Excerpt to read ▸
/---

# MMSCORE -Editorial

Tester: Ram Agrawal
Editorialist: Prathamesh Sogale

EASY-MEDIUM

# PREREQUISITES:

Greedy, DP, Math etc. Ideally with the links to Wikipedia

# PROBLEM:

Yesterday, Meena appeared in a quiz competition, where he answered N questions correctly. There were a total of Q questions in the quiz. The result of the quiz has not been declared yet. Meena is too eager to know his score. He wants to find his score by today. The rules of the quiz were as follows:

• The judges use a counter to note any participant’s score, there is a separate counter for every participant. The counter is used to note the consecutive correct answers.
• If a participant answers a question incorrectly, then the counter is reduced to 0.
• If a participant’s counter reaches a value dd, then the counter is reset and the participant’s score gets doubled.

Now, the problem with Meena is, he doesn’t remember in what order he answered the questions. Help Meena find out his possible minimum score.

If the answer is too big, output it modulo 10^9+7.

\---

Records from a data source
/---

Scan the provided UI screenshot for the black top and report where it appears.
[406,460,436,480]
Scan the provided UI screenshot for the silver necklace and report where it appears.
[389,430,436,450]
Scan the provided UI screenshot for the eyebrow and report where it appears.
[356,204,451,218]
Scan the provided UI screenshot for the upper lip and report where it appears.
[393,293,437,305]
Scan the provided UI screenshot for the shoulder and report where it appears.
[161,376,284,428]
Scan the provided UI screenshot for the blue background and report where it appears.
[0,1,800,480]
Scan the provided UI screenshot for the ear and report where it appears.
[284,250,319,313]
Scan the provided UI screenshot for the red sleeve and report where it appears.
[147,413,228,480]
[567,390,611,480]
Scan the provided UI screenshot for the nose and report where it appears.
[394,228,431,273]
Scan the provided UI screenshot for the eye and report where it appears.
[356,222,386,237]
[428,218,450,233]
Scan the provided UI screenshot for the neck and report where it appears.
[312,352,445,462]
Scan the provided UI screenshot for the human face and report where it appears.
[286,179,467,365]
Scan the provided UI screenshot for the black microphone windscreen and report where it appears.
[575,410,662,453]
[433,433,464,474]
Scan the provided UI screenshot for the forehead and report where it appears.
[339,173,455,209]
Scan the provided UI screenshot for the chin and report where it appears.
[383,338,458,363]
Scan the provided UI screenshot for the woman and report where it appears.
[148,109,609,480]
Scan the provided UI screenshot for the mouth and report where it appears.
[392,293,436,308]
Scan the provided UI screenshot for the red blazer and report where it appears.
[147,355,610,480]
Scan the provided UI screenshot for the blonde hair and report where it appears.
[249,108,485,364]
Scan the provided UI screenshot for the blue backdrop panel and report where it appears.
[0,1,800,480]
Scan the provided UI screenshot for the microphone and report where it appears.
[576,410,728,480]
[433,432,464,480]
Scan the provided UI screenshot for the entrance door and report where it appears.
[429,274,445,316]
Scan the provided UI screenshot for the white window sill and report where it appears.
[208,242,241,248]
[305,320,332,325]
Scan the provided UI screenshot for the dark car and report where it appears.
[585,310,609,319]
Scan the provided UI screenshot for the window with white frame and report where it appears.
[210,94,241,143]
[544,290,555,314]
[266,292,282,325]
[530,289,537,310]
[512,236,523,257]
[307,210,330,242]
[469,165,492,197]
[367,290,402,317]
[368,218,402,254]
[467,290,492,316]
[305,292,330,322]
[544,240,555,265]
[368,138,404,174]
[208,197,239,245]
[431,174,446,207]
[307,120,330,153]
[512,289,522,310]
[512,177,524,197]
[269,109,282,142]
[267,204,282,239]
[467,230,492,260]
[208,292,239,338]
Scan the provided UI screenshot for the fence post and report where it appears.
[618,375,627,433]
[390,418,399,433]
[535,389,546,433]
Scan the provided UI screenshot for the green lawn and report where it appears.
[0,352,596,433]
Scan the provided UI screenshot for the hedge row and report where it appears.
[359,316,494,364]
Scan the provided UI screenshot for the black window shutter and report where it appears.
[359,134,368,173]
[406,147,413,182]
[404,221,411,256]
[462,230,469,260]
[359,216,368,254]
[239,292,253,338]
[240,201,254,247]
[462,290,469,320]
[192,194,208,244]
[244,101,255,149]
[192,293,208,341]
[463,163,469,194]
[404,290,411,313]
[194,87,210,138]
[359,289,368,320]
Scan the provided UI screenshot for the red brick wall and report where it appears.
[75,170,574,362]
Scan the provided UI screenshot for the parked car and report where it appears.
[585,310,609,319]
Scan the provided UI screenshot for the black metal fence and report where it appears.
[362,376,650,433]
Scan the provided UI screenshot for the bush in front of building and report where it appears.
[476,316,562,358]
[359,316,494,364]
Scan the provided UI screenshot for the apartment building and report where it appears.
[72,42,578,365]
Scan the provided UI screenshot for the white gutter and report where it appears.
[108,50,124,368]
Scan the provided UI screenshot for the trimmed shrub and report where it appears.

\---

Exercise tasks ▸
1 > Answer these questions from the MMSCORE editorial:
(a) Who is listed as the tester?
(b) What happens to a participant's counter after an incorrect answer?
(c) What modulus is used when the answer is too big?
2 > Print everything in the MMSCORE editorial from "EASY-MEDIUM" down to "reduced to 0.", copied word for word.

Outputs ▸
1 >
(a) Ram Agrawal
(b) The counter is reduced to 0.
(c) 10^9+7

2 >
EASY-MEDIUM

# PREREQUISITES:

Greedy, DP, Math etc. Ideally with the links to Wikipedia

# PROBLEM:

Yesterday, Meena appeared in a quiz competition, where he answered N questions correctly. There were a total of Q questions in the quiz. The result of the quiz has not been declared yet. Meena is too eager to know his score. He wants to find his score by today. The rules of the quiz were as follows:

• The judges use a counter to note any participant’s score, there is a separate counter for every participant. The counter is used to note the consecutive correct answers.
• If a participant answers a question incorrectly, then the counter is reduced to 0.